• [Source extract]

Harry, for all that aggravation you could have rented a grinder from HD for $40 and had it done in an hour or so I bet. It really comes down to what you feel your time is worth.


----------



## Cedarkerf

A d-5 cat will take it out and then you can grade the yard flush.:spam:


----------



## Husky137

Just use a poulan, that's where the wildthing shines!


----------



## turnkey4099

Husky137 said:


> Just use a poulan, that's where the wildthing shines!



Excellent! And when you are done you even have the hole to put it in.

Harry K


----------



## rb_in_va

turnkey4099 said:


> Excellent! And when you are done you even have the hole to put it in.
> 
> Harry K



   

Good one Harry!


----------



## tawilson

Having to remove a stump is the excuse I used to buy a backhoe.


----------



## JayD

*Stump Removal/flush cut*

Hi,
The very fact you had to ask how to go about to flush cut a stump suggests to me you should engage the services of trained,insured operator, both with your saw and stumpgrinding..this type of thing presents simple enough,but to some one without training there are definitely dangers lurking in the sub soil directly under the stump to be worked on if you are unlucky, now please do not take this as a putdown as it is not my intention to do so, it's just the fact you had to ask for instruction.


----------



## kevinj

046 said:


> dig a trench all the way around stump. then carefully clean dirt off bark.
> 
> use a bar that is barely long enough, so as to not stick into dirt on other side.
> 
> this will allow you to cut flush or slightly below ground. prepare to rock your chain. so have a spare or two.



Good idea !! Why pay for something, when you can do it yourself ?

• [Required task 1] Update the stump-removal thread's opening passage, everything from "Harry, for all" down to "time is worth.", with "grinder" swapped for "stump grinder".
• [Required task 2] In the stump-removal thread, what did tawilson use having to remove a stump as an excuse to buy?
• [Required task 3] Carry the stump-removal thread forward from the point where its final post ends.
The saved data entries are separate material with no connection to the stump-removal thread above.

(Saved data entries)

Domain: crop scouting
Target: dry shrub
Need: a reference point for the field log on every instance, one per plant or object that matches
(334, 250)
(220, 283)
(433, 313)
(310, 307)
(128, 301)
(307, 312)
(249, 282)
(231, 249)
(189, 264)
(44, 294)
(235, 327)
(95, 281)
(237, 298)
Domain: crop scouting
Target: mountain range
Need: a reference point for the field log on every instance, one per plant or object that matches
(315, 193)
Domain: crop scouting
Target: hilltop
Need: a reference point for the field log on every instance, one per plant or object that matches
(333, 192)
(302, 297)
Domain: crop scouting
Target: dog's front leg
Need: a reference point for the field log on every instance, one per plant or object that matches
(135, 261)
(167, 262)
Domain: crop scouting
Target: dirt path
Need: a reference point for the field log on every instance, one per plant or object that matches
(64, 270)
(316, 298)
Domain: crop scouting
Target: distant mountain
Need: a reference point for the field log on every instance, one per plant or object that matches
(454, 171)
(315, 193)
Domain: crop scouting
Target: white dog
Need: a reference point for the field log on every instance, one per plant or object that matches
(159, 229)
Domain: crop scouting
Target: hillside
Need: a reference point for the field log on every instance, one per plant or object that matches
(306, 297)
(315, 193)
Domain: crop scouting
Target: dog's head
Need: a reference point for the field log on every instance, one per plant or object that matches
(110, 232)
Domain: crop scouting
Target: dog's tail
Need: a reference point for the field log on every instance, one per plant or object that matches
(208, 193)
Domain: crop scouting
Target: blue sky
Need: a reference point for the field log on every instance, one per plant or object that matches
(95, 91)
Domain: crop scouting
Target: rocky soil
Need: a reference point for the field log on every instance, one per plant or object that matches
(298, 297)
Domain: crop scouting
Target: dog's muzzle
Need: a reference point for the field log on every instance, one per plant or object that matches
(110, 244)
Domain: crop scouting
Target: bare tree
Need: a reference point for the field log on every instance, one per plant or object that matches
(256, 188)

• [Output 1]
Harry, for all that aggravation you could have rented a stump grinder from HD for $40 and had it done in an hour or so I bet. It really comes down to what you feel your time is worth.

• [Output 2] A backhoe.

• [Output 3]
Especially if you have many to flush cut.
Myself, I have one older saw just for this reason.
It requires more cleaning of the entire saw,
but I also had many trees to flush cut.
After a few years you may notice a ring of mushrooms
several feet from the trunk. This is known as a fairy ring.
Caused by decomposition of roots.
Also, some stumps may need to be treated to prevent water spouts.
AKA suckers.


----------



## turnkey4099

Well, my stupid offer to remove a stump for the guy worked out okay. Went down today to do the nasty and found that he had finished cutting it free with ax and handsaw. Left it laying in the hole. Crawled down in and rolled it up the side and out. Must have gone at least 200 pounds. Later he called and asked if I was the one who got it out. Yep. He said he was surprised as he hadn't been able to lift it. Gave him the advice "never lift something you can move some other way". Guess I will put the Husky 51 on the bench tomorrow for a good clean-up - already resharped the chain but probably not very well. Will find out on my first cutting expedition and have a new loop for changeout if needed.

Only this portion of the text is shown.